==== Records shown ====

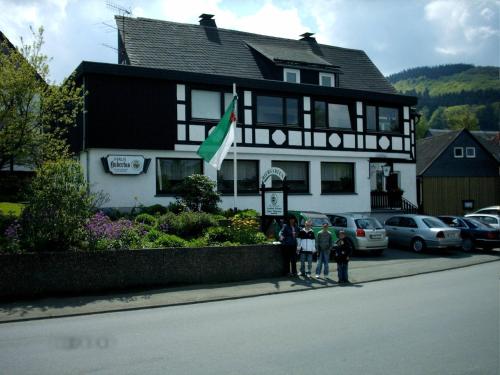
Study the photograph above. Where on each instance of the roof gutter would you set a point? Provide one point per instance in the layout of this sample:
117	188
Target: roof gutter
87	67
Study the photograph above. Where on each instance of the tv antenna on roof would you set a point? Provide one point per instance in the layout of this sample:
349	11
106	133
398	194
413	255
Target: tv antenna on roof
122	11
118	8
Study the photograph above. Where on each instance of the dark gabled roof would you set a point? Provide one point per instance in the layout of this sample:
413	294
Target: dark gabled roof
491	143
291	55
429	149
199	49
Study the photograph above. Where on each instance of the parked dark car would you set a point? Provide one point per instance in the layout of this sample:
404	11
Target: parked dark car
365	233
420	232
474	233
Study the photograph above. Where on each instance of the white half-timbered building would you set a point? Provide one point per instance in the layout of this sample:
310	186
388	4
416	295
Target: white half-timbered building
324	114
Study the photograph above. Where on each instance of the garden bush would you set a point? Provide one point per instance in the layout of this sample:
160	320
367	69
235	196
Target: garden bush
199	193
177	207
186	224
156	209
170	240
58	207
218	235
245	230
147	220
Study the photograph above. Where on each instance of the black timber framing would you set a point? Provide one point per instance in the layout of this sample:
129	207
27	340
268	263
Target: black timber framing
87	67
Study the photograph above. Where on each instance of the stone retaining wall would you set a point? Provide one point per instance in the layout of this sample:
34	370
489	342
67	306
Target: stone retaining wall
73	273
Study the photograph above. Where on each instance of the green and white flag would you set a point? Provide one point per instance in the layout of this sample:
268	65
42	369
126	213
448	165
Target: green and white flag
215	148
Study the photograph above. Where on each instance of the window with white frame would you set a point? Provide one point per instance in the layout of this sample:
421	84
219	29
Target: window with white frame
277	110
458	152
291	75
327	79
209	105
170	173
337	177
331	115
470	152
248	177
297	175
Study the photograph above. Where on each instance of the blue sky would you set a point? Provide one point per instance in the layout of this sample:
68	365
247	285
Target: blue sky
396	34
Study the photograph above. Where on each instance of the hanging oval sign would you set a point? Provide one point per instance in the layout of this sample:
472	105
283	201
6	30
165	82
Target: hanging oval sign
274	171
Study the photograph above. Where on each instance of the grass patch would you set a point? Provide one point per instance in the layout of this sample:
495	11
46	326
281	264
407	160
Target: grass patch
8	208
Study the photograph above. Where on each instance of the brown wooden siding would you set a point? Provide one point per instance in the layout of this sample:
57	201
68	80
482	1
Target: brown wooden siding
444	195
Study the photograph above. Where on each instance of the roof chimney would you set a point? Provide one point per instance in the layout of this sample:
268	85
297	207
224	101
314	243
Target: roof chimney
308	37
207	20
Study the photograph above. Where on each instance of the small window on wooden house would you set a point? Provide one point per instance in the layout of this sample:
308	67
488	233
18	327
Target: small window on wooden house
458	152
327	79
470	152
291	75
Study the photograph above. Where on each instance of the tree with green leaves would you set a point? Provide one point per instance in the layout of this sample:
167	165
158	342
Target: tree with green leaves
461	117
198	193
35	114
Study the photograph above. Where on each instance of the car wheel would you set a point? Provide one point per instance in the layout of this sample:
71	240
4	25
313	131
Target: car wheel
468	245
417	245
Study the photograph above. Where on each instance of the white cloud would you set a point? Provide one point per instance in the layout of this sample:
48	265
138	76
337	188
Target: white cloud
487	13
395	34
463	27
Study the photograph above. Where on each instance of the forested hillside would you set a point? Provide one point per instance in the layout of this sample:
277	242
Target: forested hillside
453	96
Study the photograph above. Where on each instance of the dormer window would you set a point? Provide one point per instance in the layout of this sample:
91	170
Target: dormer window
291	75
327	79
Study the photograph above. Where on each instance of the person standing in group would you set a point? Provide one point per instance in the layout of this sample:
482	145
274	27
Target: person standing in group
288	238
307	247
324	244
343	250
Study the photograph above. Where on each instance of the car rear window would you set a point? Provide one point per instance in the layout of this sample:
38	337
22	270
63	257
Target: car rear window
477	224
489	211
487	219
368	223
434	223
319	221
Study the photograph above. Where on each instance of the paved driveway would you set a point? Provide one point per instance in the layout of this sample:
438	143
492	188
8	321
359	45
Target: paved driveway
394	263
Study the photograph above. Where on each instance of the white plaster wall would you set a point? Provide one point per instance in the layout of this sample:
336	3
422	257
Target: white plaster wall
408	180
128	191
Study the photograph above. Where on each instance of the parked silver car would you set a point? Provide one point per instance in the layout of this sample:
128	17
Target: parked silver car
490	219
365	233
491	210
420	232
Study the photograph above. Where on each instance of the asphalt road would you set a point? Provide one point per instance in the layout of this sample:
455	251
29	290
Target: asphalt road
439	323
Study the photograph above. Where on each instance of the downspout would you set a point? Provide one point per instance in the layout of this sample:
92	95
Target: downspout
84	136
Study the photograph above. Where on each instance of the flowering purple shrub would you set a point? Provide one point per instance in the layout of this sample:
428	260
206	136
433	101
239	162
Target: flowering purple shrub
12	231
100	227
12	241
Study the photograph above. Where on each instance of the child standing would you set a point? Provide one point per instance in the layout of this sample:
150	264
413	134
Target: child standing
343	250
324	244
306	245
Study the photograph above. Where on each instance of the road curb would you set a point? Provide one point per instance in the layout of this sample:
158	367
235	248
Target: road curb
229	298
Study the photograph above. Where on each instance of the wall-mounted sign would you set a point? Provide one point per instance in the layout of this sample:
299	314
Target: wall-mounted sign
274	203
274	171
125	164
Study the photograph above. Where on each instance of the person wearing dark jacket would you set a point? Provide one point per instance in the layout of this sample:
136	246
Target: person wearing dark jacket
288	238
343	250
306	245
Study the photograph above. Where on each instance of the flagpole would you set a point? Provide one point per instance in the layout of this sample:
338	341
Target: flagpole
235	169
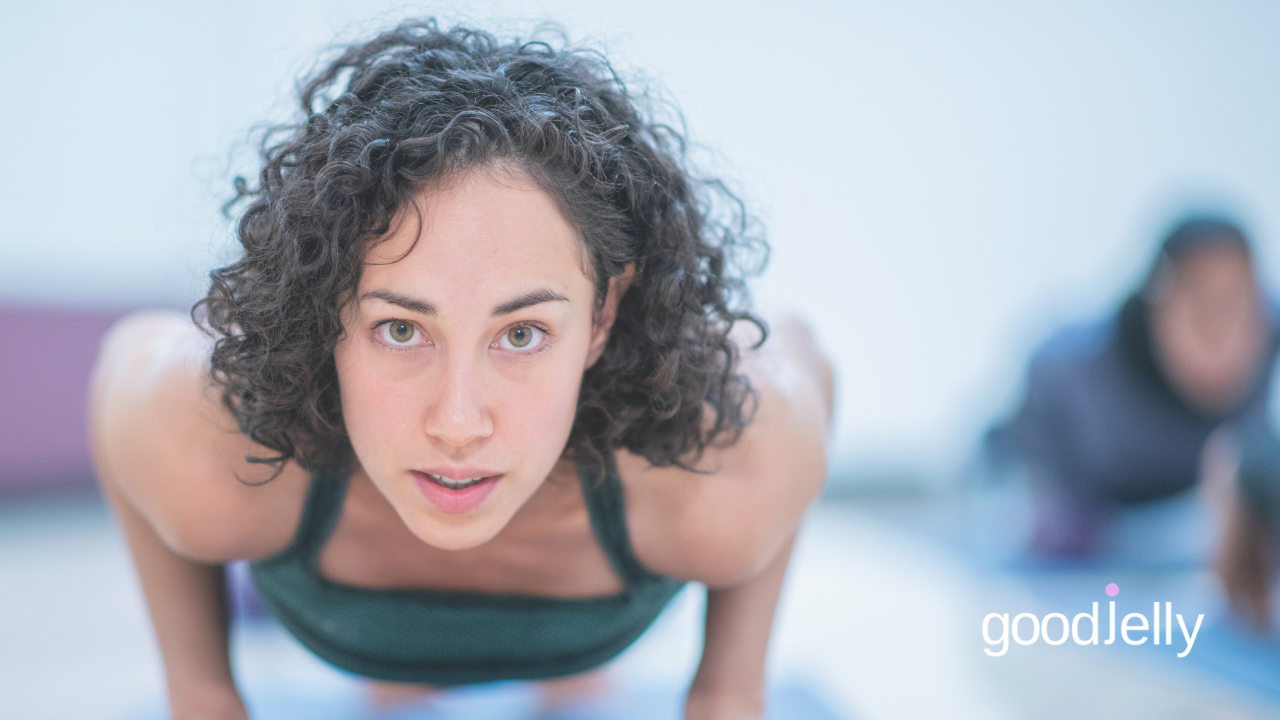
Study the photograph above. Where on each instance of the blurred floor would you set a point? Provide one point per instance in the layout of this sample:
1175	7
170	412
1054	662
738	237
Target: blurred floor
880	619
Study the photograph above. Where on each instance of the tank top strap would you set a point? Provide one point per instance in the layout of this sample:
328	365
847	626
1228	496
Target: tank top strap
608	513
320	513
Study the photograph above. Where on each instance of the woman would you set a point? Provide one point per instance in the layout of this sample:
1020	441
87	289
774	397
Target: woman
478	399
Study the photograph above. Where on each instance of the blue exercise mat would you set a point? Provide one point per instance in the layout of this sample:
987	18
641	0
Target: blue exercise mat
507	701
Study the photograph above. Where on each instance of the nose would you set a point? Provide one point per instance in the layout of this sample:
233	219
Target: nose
458	414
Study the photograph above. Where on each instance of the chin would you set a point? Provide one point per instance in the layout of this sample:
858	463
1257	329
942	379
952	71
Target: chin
457	533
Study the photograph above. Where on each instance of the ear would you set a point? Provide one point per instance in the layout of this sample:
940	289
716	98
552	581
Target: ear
607	314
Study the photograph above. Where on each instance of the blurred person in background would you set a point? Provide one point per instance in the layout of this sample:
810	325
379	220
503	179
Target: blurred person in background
1168	393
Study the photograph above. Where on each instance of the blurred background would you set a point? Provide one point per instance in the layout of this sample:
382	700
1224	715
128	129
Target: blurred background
942	185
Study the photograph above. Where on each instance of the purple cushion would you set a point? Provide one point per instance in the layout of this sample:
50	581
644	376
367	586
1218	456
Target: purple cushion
45	361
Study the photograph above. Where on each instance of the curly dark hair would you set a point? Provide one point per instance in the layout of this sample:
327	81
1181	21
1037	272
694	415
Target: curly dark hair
416	104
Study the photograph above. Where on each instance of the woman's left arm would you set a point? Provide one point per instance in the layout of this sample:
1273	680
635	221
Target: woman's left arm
730	680
732	528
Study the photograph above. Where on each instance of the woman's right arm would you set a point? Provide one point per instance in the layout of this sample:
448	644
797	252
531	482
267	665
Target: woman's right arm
168	456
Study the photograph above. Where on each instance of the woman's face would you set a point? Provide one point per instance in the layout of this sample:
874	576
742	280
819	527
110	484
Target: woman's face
1210	327
464	354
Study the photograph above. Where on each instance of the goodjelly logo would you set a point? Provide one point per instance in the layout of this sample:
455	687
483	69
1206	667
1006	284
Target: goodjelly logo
1055	628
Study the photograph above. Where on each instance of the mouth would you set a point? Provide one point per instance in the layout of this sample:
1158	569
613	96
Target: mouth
453	484
455	496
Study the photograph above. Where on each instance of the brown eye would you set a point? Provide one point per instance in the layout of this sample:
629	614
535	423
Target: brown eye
520	336
401	332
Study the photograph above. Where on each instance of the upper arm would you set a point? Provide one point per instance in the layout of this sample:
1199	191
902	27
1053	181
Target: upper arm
164	443
728	522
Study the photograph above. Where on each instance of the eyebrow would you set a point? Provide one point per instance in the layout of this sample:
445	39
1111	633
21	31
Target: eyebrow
535	297
423	308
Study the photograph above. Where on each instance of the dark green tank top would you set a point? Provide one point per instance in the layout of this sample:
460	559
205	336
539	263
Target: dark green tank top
451	638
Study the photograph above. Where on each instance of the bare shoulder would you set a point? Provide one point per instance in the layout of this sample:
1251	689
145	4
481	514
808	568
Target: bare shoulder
164	443
727	520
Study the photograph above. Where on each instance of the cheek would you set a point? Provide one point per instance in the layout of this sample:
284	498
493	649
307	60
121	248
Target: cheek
371	405
539	410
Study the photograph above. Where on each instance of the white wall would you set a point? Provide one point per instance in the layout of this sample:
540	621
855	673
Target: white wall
941	181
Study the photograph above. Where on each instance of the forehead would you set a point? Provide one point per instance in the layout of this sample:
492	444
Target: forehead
484	229
1214	264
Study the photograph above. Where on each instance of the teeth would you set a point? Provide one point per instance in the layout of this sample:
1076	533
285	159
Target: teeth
453	484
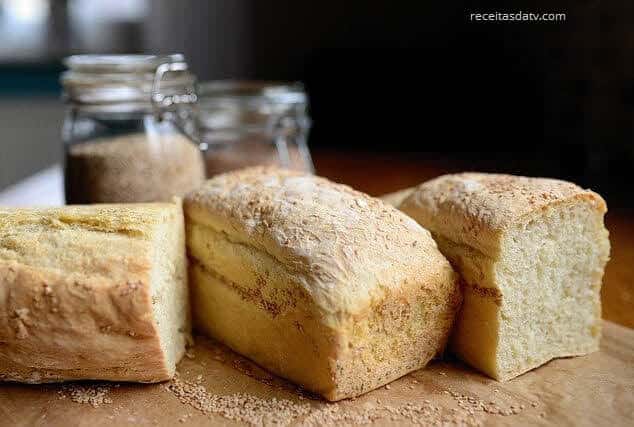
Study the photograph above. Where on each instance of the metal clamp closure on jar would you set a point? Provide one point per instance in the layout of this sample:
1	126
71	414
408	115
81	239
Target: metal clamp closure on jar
161	101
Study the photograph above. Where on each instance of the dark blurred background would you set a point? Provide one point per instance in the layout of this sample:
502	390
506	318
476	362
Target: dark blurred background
407	82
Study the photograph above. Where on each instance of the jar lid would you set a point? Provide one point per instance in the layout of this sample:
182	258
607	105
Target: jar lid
233	103
129	81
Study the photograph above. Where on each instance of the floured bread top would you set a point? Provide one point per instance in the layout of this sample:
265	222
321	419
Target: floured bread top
474	208
344	247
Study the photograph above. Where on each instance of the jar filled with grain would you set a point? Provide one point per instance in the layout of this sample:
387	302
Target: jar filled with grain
246	123
129	132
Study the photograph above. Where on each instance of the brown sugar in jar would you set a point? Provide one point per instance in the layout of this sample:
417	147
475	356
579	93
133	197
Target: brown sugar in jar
132	168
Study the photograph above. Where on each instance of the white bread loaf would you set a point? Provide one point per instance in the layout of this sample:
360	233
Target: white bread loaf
92	292
532	253
316	282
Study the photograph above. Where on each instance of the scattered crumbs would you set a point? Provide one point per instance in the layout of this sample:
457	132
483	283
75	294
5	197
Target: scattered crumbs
184	418
94	395
239	407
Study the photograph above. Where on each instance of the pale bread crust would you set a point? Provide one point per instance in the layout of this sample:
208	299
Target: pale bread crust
349	267
468	215
75	295
474	209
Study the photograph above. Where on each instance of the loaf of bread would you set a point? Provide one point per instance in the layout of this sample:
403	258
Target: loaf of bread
532	253
92	292
316	282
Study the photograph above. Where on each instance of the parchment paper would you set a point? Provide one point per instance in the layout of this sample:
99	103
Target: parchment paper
592	390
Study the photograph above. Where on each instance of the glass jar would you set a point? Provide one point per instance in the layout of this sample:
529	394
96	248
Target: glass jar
244	124
129	131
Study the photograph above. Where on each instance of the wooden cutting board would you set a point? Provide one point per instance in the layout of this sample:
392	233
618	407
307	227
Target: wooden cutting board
593	390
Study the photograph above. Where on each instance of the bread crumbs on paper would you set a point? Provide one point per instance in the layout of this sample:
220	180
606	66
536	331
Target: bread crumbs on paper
94	395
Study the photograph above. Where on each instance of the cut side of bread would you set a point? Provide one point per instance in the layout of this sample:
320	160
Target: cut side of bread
532	253
316	282
92	292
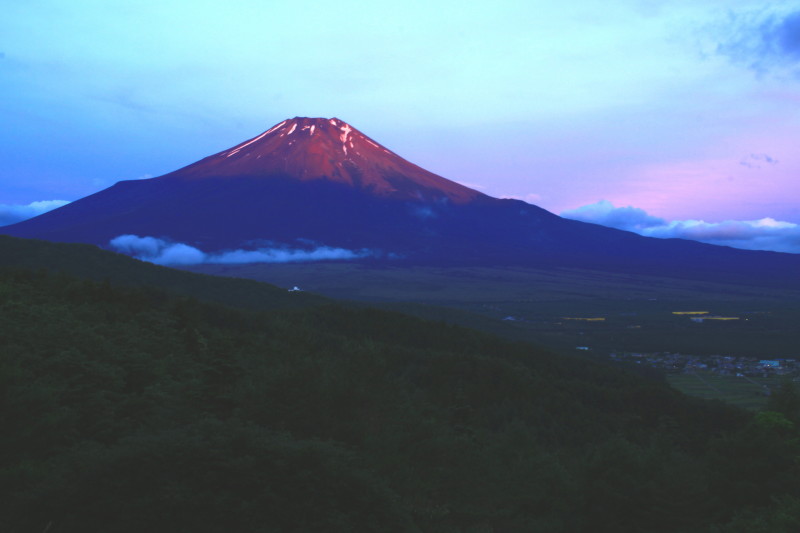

====

Among the entries above, the line containing "Target: curly dark hair", the line containing "of the goodjelly", and all lines between them are to be restated word for word; nothing else belongs in the reply.

## Task solution
Target: curly dark hair
416	104
Study the photograph above. Where on each instance of the woman's left arm would you set a point? Provide one point per instance in the layout of this sample:
1273	680
635	221
Target: woman's left arm
730	680
732	528
Study the photograph above. Where on each instance of the woman's right arm would you set a point? Provide one point per instance in the layout of this sample:
448	644
797	252
531	482
267	665
Target: woman's right arm
168	456
Study the photograph above. Where on each instance of the woman's face would you set a point? Provide one point per instance in the layout of this sample:
874	576
742	280
819	527
110	484
Target: woman's face
1210	327
464	354
Study the photograph above. Where on each instance of the goodjelly logo would you set a point? Provide one point per instance in the layout of this sample:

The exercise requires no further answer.